(Dataset entries)
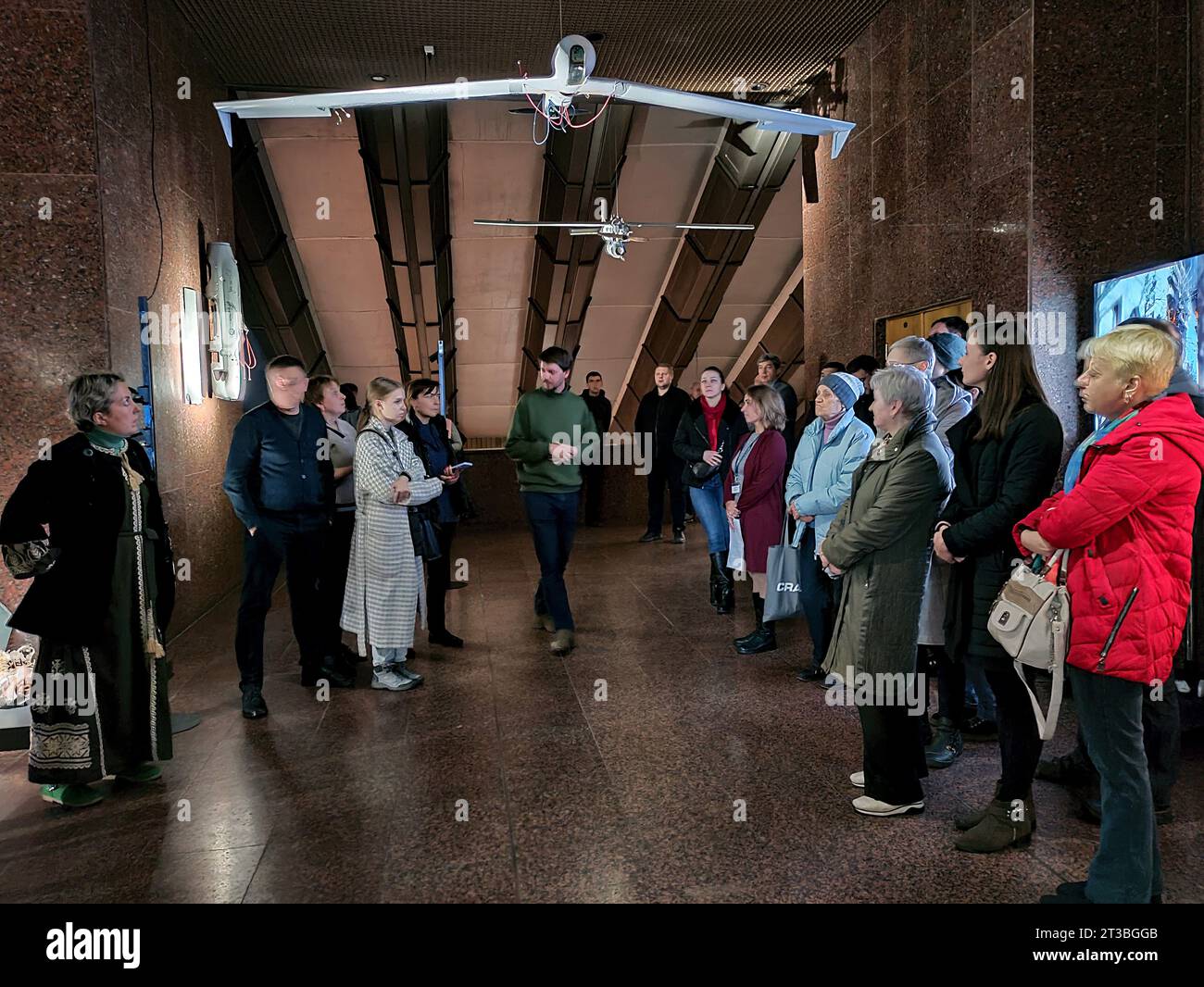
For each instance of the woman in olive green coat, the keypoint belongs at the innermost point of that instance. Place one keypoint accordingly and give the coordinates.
(882, 543)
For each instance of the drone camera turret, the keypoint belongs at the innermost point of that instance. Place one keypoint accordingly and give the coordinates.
(573, 59)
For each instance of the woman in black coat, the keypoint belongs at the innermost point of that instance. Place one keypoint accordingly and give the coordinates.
(1006, 457)
(706, 441)
(87, 525)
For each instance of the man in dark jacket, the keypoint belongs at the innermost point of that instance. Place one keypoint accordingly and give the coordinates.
(863, 368)
(769, 366)
(281, 482)
(1160, 718)
(660, 410)
(591, 476)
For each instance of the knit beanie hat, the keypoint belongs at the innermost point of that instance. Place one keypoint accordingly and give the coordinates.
(846, 386)
(950, 349)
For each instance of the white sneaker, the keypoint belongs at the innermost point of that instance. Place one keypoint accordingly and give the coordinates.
(390, 681)
(872, 806)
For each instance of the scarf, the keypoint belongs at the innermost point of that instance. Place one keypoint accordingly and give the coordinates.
(711, 416)
(1074, 468)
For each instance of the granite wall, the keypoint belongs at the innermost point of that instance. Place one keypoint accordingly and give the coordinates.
(1012, 148)
(76, 96)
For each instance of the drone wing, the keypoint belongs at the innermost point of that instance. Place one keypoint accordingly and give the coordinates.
(589, 228)
(765, 117)
(323, 104)
(698, 225)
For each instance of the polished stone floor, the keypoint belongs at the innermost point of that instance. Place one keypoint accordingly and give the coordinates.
(570, 797)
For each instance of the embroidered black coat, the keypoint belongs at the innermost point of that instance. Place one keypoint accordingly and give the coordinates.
(79, 494)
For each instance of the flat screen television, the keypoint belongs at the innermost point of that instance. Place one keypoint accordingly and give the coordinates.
(1173, 292)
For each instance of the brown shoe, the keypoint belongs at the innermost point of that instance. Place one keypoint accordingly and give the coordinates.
(997, 831)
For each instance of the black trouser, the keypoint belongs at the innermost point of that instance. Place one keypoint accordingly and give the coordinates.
(1160, 723)
(332, 577)
(438, 578)
(894, 754)
(951, 689)
(819, 598)
(1020, 743)
(297, 543)
(591, 493)
(553, 518)
(665, 469)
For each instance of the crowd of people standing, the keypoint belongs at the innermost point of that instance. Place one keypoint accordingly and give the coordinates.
(911, 488)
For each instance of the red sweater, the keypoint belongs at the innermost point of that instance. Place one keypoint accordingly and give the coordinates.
(1128, 524)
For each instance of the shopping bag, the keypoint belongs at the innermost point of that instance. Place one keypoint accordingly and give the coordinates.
(784, 579)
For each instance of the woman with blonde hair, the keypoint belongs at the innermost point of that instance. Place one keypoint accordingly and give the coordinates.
(754, 502)
(384, 579)
(1124, 514)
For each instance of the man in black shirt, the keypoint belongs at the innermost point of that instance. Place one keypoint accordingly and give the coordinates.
(591, 474)
(660, 410)
(281, 482)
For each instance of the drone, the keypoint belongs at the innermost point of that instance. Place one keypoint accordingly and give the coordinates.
(615, 231)
(550, 96)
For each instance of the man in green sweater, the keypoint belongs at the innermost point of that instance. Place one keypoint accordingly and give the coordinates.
(550, 426)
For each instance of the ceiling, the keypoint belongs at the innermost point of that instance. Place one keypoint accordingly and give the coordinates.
(275, 46)
(701, 47)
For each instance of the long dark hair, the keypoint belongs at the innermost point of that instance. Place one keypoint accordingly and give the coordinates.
(1012, 380)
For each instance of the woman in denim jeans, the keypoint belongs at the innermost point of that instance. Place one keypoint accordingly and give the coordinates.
(1124, 513)
(706, 442)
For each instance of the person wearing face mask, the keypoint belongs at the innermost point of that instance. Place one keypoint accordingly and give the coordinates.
(437, 444)
(753, 501)
(384, 579)
(328, 397)
(829, 453)
(548, 422)
(880, 542)
(85, 524)
(1124, 513)
(660, 410)
(1006, 456)
(706, 442)
(281, 484)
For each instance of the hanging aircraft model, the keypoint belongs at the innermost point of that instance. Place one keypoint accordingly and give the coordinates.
(617, 231)
(552, 96)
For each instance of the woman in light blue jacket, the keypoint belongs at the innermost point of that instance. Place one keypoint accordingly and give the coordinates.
(830, 449)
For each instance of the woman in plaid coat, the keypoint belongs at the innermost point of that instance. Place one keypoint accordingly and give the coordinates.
(384, 579)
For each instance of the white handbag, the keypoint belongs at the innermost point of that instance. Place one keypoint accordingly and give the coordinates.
(1031, 620)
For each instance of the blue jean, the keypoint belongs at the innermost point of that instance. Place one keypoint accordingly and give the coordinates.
(553, 518)
(983, 694)
(709, 506)
(1127, 867)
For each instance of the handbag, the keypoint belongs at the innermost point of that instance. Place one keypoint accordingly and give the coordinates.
(421, 529)
(703, 469)
(424, 534)
(784, 578)
(1031, 620)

EXERCISE TASK — Edit the listing above so that every "innermost point" becomes "central point", with nothing else changed. Leave the pictures out of your answer.

THE REPLY —
For each instance of the woman in olive green coat, the keypoint belongs at the central point of that instance. Place one keypoint accordingly and give the coordinates.
(882, 543)
For each instance of the drone camera turret, the keypoint belongs at the central point of that instance. Place one keypoint accordingly and give the coordinates.
(573, 59)
For each instance of the woman in black coat, the keypoint belongs at the central point of that instance. Place one keypoint accordingly and give the coordinates.
(1006, 457)
(706, 441)
(87, 525)
For each instance of the man in dark jacket, the keypoint belongs at the central point of that instance. Place one keypoint accordingly and give the coordinates.
(863, 368)
(769, 366)
(281, 482)
(1160, 718)
(660, 410)
(591, 476)
For each instance of the knit beanie hat, the keypoint belongs at the central point of that instance. Place one keypoint accordingly and give the coordinates.
(846, 386)
(950, 349)
For each instance of the white sneaker, the keypoint belongs at the central point of that instance. Place one keypoint accordingly and give the coordinates.
(390, 681)
(872, 806)
For each instance of the scarf, the keypoint belongs at the central point of that instance. Place one keypoint accordingly and give the coordinates.
(711, 416)
(1074, 468)
For each instance of the granite wall, the keypoint belongs at the central point of that instance. Place one keypoint accordingly and give the coordinates.
(1012, 148)
(76, 96)
For each instance of the drone wing, the keypoint belongs at the central point of that instance. Place one keypoint accordingly and give the coordinates.
(589, 228)
(765, 117)
(323, 104)
(698, 225)
For each instance of the polished stone floor, the keypoint belongs at the central point of that instance. Place one keypoint accordingly and give the coordinates.
(570, 797)
For each instance of the embroidered black coat, the keypoint belongs at the central point of that instance. Place one keypoint accordingly and give the coordinates.
(79, 494)
For each instance of the flat screen television, the keypoint belongs at the central point of that instance. Place one keypoint accordingly and give the coordinates.
(1173, 292)
For each instance of the brown shoe, the keypoint belongs at the central point of that instance. Place one keypoint accordingly and give the coordinates.
(997, 831)
For each instance of the black trouser, the keypoint belongs at the central point of that instance. Place one keypoint accordingly and give the coordinates.
(1160, 723)
(332, 577)
(438, 578)
(894, 754)
(951, 689)
(819, 598)
(1020, 743)
(297, 543)
(591, 493)
(553, 518)
(665, 469)
For each instance of the crowd of people standing, the keypoint belongs at the central point of that instance. Place one keypoint accordingly and give the coordinates.
(911, 488)
For each instance of the red sweater, the keypoint belongs at the central point of that instance. Place one keypoint accordingly and give the coordinates.
(1128, 524)
For each instance of the shopping bag, the keypoint belongs at the central point of that instance. Place one keypoint accordingly and give the coordinates.
(784, 579)
For each instance of the woman with blonde hair, the keypoint belongs at the central point of that instance. Place one keypoint accordingly and give the coordinates.
(754, 502)
(384, 579)
(1124, 514)
For each instance of the man in black shirt, the keypoint belongs at the central point of that instance. Place one keypoint accordingly and give the coordinates.
(591, 474)
(660, 410)
(281, 482)
For each instance of the drone, the keypoint belongs at the central point of that instance. Place one keypoint accordingly and give the coordinates.
(615, 231)
(550, 96)
For each instance of the man in green sweater, the keypoint belongs at the central point of that instance. Place one keypoint accordingly and give the coordinates.
(550, 426)
For each instance of the ceiling, the keypoint belongs at the central point of that instance. Place one keypoint accordingly and give the coordinates.
(275, 46)
(701, 47)
For each instance of the long dark hair, the keypoint belongs at the central point of that instance. Place one keypoint accordingly and give the coordinates.
(1012, 380)
For each instance of the woman in denim jeans, the keypoint belongs at the central point of that instance. Place one keypoint accordingly and give the coordinates.
(1124, 513)
(706, 442)
For each instance of the person wearing face mask, the keypoint belongs at the central point of that instance. Place one keypoint accordingly and give the coordinates.
(437, 444)
(753, 501)
(384, 579)
(328, 397)
(829, 453)
(548, 422)
(880, 542)
(85, 524)
(1124, 513)
(660, 410)
(1006, 456)
(706, 442)
(281, 484)
For each instance of the hanging aircraft model, the keypoint belongs at the central point of that instance. Place one keypoint accordingly and give the coordinates.
(617, 231)
(552, 96)
For each instance of the woman in light blue jacket, the keypoint belongs at the central point of that instance. Place one keypoint accordingly and give the coordinates.
(830, 449)
For each instance of the woman in plaid coat, the keypoint belongs at the central point of that instance. Place one keypoint accordingly and give the coordinates.
(384, 579)
For each instance of the white handbag, the keypoint belongs at the central point of that instance. Place one keypoint accordingly and give the coordinates.
(1031, 620)
For each instance of the blue jean, the keypoint belongs at the central point of that instance. Place one keypoint accordingly and give the coordinates.
(553, 518)
(983, 694)
(709, 506)
(1127, 867)
For each instance of the handbag, the keypoint belongs at the central point of that instance. Place one keypoint accordingly and give the coordinates.
(421, 529)
(703, 469)
(424, 534)
(784, 578)
(1031, 620)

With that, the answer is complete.